--- BEGIN PROVIDED DATA ---
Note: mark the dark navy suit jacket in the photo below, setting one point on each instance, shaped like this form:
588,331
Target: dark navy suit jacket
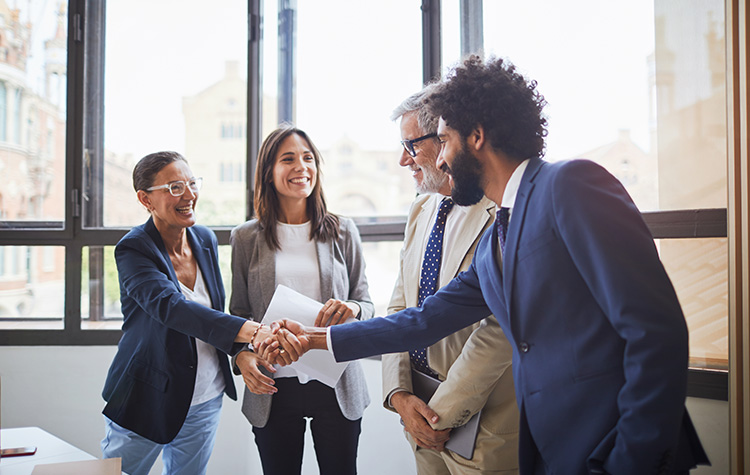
151,380
600,342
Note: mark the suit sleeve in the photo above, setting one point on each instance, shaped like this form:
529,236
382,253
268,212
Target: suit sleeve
149,287
239,303
615,255
484,359
455,306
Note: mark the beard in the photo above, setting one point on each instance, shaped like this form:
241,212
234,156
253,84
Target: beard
467,178
433,180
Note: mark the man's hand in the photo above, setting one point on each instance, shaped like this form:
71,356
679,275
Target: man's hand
257,382
335,312
285,344
417,416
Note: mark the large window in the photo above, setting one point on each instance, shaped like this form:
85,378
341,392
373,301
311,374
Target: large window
639,87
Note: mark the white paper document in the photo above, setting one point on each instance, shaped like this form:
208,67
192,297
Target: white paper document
318,365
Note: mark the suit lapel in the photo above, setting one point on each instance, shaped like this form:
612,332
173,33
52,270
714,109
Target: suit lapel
202,253
266,271
516,227
471,226
325,267
151,230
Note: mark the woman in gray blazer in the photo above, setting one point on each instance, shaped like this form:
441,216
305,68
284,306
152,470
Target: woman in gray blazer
296,242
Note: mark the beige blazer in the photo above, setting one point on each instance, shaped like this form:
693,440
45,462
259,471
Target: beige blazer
342,276
474,363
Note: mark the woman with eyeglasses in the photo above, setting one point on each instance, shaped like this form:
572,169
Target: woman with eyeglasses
296,242
165,385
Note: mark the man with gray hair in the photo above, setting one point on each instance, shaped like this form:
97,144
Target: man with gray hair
473,364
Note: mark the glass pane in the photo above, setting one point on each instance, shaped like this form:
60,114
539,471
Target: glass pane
100,292
698,269
33,80
191,98
641,90
382,260
32,287
350,75
100,289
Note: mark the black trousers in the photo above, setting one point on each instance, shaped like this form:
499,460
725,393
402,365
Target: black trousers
281,441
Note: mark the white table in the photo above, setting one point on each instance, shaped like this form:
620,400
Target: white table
49,449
--- END PROVIDED DATA ---
Turn every line of the entries above into a numbered list, skipping blank lines and leaving the pictures out.

1. Note: mark the dark navy suit jacket in the photo below, setting one point on each instance, shaped like this form:
2. 588,331
3. Target: dark navy suit jacket
4. 151,380
5. 600,342
6. Note: mark the suit sleeve in the photo above, setting one point on each instance, shaped like this form:
7. 529,236
8. 382,253
9. 268,212
10. Target: suit sleeve
11. 149,287
12. 239,303
13. 615,255
14. 484,359
15. 455,306
16. Note: mark the beard in the photo above, setting one point on each instance, shaped like this form:
17. 241,212
18. 234,156
19. 253,84
20. Target: beard
21. 467,178
22. 433,180
23. Note: mark the man's hand in the photo above, setting one point on each instance, shaped like this form:
24. 71,356
25. 679,275
26. Target: man's hand
27. 257,382
28. 335,312
29. 285,344
30. 417,416
31. Note: mark the large window in the photo above, setting one point on each instance, shaped like this form:
32. 85,378
33. 341,392
34. 373,301
35. 311,374
36. Target: large window
37. 639,87
38. Note: mark the white paper document in the photo above, setting one point on each instance, shaped like this form:
39. 208,67
40. 192,297
41. Target: white paper document
42. 318,365
43. Note: mark the suit lapel in the photo above, setting one point on each instance, shaped like this form:
44. 612,332
45. 173,33
46. 52,270
47. 714,109
48. Target: suit lapel
49. 202,253
50. 266,271
51. 516,227
52. 471,226
53. 325,267
54. 151,230
55. Note: mark the woman in gray blazer in the photo above, setting one point on each instance, shaped like this form:
56. 441,216
57. 305,68
58. 284,306
59. 152,470
60. Target: woman in gray blazer
61. 296,242
62. Note: mark the beige blazer in the photo above, setting one point on each instance, shaped like this form:
63. 693,440
64. 45,462
65. 259,471
66. Target: beige blazer
67. 342,276
68. 474,363
69. Note: mark the woman with eyeglasses in the photo above, setting one point on each instance, shaped like this form:
70. 572,169
71. Target: woman with eyeglasses
72. 296,242
73. 165,385
74. Note: mark the man with gray hair in the photo above, setting one point on each instance, shaped like this form:
75. 97,144
76. Target: man with gray hair
77. 473,364
78. Note: mark the glass pane in the photo above, setting one point on each instance, shaped like this form:
79. 60,114
80. 539,471
81. Target: glass pane
82. 100,292
83. 698,269
84. 33,80
85. 191,98
86. 641,90
87. 382,260
88. 32,287
89. 350,75
90. 100,289
91. Note: mark the black trousers in the photo above, setting one point on each instance, shaped like this form:
92. 499,460
93. 725,393
94. 402,365
95. Target: black trousers
96. 281,441
97. Note: mark the white table in the photo above, setting one point on each instance, shaped like this form:
98. 620,400
99. Target: white table
100. 49,449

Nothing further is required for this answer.